* **TASKS TO COMPLETE**:
A. Name each bore portion that makes up through hole 42 in the passage on pin terminals, along with its reference numeral.
B. Duplicate the passage on pin terminals between "To assemble a" and "42, as shown in FIG.", inclusive.
C. Pick up the passage on pin terminals where it stops and continue writing it.

* **TEXT PROVIDED**:
As shown in both FIGS. 1 and 2, the rolled pin section 6 further includes a
cylindrical plastic bead 35 positioned within the inner diameter 16 of the
pin portion 6, which in the preferred embodiment of the invention is an
extruded plastic material which is both meltable and expandable. In the
preferred embodiment of the invention, the bead 35 is a PBT material
available under the trademark POCAN from Bayer as specification number
KL17503. It should be appreciated that this is only one example, and that
any kind of plastic material with these properties could be used.
As shown in FIG. 3, a portion of a pin housing is shown at 38 having an
upper surface 40, a through hole for receiving the terminal 2 shown at 42
and a pillar portion shown at 44 for providing a stand off for a printed
circuit board to which is mounted to the housing 38. As shown in FIG. 3,
the through hole 42 includes a first cylindrical bore portion 46
contiguous with a converging bore portion 48, where the narrowed end of
the converging bore 48 is continuous with a reduced diameter cylindrical
bore portion 50. In the preferred embodiment of the invention, the housing
38 is formed of a plastic material comprised of a large group of glass
fibre reinforced plastics, such as a PET plastic.
To assemble a pin header comprised of pin terminals 2 and the pin housing
38, the pins are removed from the associated carrier strip 4 and inserted
into corresponding through holes 42 such that the printed circuit board
section 10 extends beyond the pillar portion 44 as shown in FIG. 4. It
should be noted that as inserted in the through hole 42, as shown in FIG.

* **DATA LINES**:
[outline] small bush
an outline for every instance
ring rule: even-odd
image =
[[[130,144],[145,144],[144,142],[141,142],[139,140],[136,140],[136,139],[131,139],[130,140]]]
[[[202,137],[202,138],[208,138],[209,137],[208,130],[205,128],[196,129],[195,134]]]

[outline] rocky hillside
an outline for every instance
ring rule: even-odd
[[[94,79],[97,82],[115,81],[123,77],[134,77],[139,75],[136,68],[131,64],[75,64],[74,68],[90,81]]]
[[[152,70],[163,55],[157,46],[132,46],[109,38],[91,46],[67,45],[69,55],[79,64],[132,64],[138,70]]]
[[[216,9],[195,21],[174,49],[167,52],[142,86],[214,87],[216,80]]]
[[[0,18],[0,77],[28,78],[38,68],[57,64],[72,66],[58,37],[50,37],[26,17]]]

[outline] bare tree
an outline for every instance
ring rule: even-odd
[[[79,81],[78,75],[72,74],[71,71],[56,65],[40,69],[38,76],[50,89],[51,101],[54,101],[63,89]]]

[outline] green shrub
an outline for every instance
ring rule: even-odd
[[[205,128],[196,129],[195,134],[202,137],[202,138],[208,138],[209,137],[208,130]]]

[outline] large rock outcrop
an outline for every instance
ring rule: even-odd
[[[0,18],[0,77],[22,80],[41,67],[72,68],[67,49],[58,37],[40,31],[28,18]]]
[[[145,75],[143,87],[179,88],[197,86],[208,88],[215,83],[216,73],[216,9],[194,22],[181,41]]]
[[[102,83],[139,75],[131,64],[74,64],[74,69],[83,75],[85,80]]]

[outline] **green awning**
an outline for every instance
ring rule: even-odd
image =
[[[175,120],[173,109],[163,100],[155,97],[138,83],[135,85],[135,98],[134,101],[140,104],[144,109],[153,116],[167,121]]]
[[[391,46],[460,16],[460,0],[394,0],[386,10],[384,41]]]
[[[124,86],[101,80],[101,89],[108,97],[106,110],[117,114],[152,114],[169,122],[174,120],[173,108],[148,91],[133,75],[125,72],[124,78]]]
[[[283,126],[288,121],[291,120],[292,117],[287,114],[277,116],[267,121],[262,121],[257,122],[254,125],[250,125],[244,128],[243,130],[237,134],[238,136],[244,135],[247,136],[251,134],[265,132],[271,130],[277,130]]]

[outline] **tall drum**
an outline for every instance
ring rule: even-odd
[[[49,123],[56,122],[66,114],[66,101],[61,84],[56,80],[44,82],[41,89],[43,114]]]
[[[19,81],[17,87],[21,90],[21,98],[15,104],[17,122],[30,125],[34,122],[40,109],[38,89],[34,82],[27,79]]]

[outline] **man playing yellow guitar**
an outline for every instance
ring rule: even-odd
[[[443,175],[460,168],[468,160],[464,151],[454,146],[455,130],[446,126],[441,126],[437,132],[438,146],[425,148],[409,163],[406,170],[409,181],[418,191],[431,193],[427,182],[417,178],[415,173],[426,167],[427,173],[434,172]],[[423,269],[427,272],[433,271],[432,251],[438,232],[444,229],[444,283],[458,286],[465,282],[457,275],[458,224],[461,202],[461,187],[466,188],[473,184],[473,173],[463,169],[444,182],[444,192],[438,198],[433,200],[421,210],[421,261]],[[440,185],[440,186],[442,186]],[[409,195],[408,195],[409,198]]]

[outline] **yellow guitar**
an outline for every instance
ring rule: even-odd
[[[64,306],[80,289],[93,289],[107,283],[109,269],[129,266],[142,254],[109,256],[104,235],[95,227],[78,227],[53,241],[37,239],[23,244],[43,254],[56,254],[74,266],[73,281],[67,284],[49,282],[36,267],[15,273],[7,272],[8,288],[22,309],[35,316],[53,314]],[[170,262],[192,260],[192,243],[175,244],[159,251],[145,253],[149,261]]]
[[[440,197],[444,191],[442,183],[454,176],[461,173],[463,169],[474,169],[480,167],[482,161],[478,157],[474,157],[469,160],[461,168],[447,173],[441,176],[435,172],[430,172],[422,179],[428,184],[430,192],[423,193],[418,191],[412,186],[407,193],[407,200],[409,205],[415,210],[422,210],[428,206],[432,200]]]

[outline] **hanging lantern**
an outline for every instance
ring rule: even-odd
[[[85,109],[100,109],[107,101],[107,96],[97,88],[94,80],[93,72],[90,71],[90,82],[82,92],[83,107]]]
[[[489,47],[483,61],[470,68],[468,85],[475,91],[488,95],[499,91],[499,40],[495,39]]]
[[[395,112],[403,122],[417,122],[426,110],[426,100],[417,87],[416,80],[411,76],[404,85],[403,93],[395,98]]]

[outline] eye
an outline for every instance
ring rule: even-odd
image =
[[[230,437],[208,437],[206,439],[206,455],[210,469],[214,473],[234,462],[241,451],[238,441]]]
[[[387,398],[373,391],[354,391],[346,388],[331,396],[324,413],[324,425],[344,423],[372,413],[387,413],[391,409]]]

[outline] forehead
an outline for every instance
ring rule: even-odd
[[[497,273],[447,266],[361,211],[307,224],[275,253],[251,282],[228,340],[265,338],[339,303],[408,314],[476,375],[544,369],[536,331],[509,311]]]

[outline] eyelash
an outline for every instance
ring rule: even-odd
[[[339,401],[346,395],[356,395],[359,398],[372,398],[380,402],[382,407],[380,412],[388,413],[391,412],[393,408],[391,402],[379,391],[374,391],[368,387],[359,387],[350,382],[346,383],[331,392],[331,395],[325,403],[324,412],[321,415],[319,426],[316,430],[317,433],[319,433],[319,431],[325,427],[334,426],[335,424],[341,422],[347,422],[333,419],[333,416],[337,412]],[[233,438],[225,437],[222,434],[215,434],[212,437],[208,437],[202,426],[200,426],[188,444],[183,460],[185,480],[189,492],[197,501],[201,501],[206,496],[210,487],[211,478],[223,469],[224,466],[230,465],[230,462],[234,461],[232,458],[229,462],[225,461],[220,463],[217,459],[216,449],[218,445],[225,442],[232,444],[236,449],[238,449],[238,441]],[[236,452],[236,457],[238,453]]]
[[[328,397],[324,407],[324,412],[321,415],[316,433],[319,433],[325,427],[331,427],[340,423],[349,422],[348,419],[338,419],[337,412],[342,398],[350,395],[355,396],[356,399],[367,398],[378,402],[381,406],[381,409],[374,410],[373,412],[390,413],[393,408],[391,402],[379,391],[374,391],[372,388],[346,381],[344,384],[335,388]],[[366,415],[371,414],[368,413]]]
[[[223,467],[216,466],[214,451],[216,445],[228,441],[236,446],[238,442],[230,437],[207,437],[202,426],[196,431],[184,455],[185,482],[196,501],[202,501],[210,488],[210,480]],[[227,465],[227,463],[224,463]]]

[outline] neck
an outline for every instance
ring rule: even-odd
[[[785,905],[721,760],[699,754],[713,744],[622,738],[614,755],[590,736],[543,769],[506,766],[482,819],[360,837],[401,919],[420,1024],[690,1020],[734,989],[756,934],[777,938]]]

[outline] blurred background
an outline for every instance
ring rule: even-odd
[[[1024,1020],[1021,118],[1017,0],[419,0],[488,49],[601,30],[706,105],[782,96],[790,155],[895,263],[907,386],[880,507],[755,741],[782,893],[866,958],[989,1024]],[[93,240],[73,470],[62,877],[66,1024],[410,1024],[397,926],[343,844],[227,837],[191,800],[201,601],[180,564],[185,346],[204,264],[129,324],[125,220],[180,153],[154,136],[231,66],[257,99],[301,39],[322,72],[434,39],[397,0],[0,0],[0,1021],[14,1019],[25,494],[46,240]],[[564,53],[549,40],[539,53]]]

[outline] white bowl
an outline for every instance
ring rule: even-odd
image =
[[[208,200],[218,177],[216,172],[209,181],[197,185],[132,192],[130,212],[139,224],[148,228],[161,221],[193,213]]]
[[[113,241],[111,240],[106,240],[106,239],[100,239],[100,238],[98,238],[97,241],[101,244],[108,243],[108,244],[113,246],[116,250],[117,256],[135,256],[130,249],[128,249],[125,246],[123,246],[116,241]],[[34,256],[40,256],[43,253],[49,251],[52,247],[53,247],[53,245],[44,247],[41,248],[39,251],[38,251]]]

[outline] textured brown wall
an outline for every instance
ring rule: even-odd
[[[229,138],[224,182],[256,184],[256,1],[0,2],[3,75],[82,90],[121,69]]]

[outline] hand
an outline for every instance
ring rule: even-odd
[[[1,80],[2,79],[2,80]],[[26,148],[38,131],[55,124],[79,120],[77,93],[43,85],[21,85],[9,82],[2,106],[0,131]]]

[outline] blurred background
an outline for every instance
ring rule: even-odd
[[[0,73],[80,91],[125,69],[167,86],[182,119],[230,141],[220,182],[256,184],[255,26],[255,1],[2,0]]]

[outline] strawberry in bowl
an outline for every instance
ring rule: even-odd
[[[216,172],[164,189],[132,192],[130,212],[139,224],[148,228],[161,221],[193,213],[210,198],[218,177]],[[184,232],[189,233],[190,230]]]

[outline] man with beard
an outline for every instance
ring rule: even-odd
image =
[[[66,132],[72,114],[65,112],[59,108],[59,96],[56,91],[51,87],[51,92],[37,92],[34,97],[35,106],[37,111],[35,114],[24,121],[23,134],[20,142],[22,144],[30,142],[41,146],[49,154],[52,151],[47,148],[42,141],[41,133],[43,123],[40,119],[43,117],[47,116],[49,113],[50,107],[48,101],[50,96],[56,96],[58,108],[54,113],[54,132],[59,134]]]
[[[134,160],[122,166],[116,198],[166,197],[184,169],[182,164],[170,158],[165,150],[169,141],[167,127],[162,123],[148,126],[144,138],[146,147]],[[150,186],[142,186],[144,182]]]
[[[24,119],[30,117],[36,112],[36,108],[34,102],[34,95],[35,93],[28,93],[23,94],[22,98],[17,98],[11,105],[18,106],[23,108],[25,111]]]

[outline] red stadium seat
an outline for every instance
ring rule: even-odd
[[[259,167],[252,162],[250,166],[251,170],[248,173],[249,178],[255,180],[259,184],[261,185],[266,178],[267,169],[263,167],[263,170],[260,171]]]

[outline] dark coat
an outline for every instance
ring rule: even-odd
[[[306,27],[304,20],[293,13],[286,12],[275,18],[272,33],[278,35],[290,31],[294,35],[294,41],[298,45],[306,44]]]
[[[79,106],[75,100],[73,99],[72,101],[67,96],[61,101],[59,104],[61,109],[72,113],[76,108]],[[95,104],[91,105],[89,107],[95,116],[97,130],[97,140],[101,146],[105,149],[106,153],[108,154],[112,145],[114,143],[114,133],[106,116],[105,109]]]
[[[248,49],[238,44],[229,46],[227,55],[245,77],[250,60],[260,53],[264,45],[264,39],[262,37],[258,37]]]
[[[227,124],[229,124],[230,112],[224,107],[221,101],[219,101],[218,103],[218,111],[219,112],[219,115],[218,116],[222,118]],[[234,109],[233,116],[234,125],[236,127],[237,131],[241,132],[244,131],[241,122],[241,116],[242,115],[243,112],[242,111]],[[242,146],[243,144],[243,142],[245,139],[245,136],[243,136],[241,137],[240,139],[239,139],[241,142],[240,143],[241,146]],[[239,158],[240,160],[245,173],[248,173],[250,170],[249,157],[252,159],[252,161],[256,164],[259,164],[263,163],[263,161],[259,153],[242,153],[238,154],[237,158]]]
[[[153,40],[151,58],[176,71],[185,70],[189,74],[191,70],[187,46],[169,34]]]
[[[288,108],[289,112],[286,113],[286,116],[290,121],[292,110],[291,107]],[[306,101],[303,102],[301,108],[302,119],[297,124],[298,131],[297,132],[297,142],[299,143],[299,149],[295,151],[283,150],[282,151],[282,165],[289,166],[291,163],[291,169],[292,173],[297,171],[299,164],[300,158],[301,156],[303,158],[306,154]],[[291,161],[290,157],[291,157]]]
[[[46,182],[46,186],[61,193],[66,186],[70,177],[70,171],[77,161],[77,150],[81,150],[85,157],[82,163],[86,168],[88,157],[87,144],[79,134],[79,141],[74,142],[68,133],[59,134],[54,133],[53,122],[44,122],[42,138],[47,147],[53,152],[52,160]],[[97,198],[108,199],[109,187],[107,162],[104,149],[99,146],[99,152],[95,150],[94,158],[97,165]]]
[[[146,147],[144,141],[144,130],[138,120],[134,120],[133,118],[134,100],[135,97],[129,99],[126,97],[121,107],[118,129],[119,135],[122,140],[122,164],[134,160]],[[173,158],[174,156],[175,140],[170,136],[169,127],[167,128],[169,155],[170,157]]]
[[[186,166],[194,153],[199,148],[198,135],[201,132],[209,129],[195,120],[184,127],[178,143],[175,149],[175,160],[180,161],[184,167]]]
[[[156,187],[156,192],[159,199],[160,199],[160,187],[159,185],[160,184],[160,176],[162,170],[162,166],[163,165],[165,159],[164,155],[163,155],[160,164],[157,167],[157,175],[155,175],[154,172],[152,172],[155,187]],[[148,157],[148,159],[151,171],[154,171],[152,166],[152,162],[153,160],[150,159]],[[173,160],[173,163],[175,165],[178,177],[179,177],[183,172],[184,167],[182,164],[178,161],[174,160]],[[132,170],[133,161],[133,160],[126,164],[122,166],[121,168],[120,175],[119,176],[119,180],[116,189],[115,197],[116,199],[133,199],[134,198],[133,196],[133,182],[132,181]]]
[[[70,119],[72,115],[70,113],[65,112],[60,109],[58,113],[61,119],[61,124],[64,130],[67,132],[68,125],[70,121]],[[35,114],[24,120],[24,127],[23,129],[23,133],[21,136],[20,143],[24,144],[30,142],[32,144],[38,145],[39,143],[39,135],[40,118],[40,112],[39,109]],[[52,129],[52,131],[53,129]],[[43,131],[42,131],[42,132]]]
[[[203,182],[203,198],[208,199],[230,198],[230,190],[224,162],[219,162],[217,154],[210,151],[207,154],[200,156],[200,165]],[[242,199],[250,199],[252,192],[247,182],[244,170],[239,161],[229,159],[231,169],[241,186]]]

* **WRITTEN ANSWERS**:
A.
- First cylindrical bore portion 46
- Converging bore portion 48
- Reduced diameter cylindrical bore portion 50

B.
To assemble a pin header comprised of pin terminals 2 and the pin housing
38, the pins are removed from the associated carrier strip 4 and inserted
into corresponding through holes 42 such that the printed circuit board
section 10 extends beyond the pillar portion 44 as shown in FIG. 4. It
should be noted that as inserted in the through hole 42, as shown in FIG.

C.
4, that the portion 8 is somewhat compressed within the converging bore 48
such the edges 24 and 26 are abutting each other. The pin terminals 2 are
fixedly retained in place without further locking lances or the like such
that the housing together with the terminals 2 can be moved about, as to a
wave soldering line.
As shown now in FIG. 5, a printed circuit board 55 can be positioned
against the pillar portion 44 with a through hole 58 of the printed
circuit board positioned over one of the printed circuit board portions
10. It should also be appreciated that the printed circuit board 55
includes a circuit trace 60 surrounding the through hole 58 as shown in
FIG. 5. The assembly comprised of the pins 2, housings 38 and printed
circuit board 55 can now be transferred to a wave soldering line where the
printed circuit board portions 10 are electrically soldered to the circuit
traces 60. As the connector assembly passes through the wave soldering
line, the electrical terminals are soldered by way of a solder fillet for
example at 65 in FIG. 5, thereby interconnecting the terminal portion 10
with the circuit trace 60. The heat from the wave soldering process
radiates upwardly through the cylindrical pin portion but not at a
thermodynamic rate to accelerate the forming of a cold solder connection.
Rather, the heat is maintained within the lower portion of the pin
terminal 2, having the effect of firmly fixing the terminal 2 in the
housing 38 while at the same time sealing the open seam between the edges
24 and 26.
First, as mentioned above, the terminal portion 8 which is in the
converging bore portion 48 is resiliently and incompressibly fixed in the
bore portion, such that upon heating of the terminal portion 8, the
combination of the heat of the wave soldering and the pressure caused by
the outward radial resiliency causes an accelerated creep which forms
grooves 71, 72 and 73 corresponding to frusto-conical portion 21, 22 and
23 (FIG. 1). The formation of the grooves 71-73 has the effect of not only
locking the pin terminals 2 firmly within the housings 38 but also
peripherally sealing the pin terminals 2 within the pillar portion 44 of
the housing 38. In the preferred embodiment of the invention, the melting
temperature of the housing is approximately 245.degree. C.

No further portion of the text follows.